### Текст:
Сложившаяся в русской (и — шире — восточнославянской и славянской в целом) мифологии система волшебных птиц вбирает в себя разнообразные символические смыслы, однако ведущими в этом комплексе значений представляются именно те, которые обращены к внутреннему миру представителя славянского мира, его душе, закрепившейся в традиционном представлении как многогранная и, как правило, противоречивая субстанция. В эту систему, основываясь на существующих источниках, как минимум следует включить следующие мифологические образы: Аист, Ворон, Лебедь, Орел, Жар-птица, Алконост, Сирин, Гамаюн, Феникс [6; 5; 12; 8].

### Предоставленный материал:
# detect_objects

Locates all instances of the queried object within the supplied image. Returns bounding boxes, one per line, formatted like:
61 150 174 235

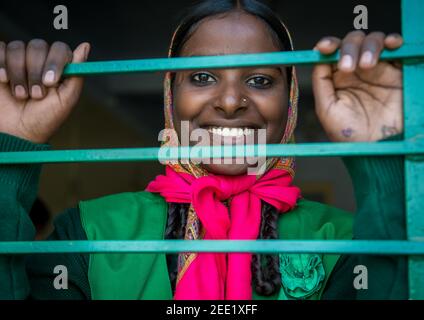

### Над чем работать:
Процитируйте из текста о волшебных птицах славянской мифологии отрывок, который начинается словами «Сложившаяся в русской» и заканчивается словами «[6; 5; 12; 8].» включительно.

### Письменный ответ:
Сложившаяся в русской (и — шире — восточнославянской и славянской в целом) мифологии система волшебных птиц вбирает в себя разнообразные символические смыслы, однако ведущими в этом комплексе значений представляются именно те, которые обращены к внутреннему миру представителя славянского мира, его душе, закрепившейся в традиционном представлении как многогранная и, как правило, противоречивая субстанция. В эту систему, основываясь на существующих источниках, как минимум следует включить следующие мифологические образы: Аист, Ворон, Лебедь, Орел, Жар-птица, Алконост, Сирин, Гамаюн, Феникс [6; 5; 12; 8].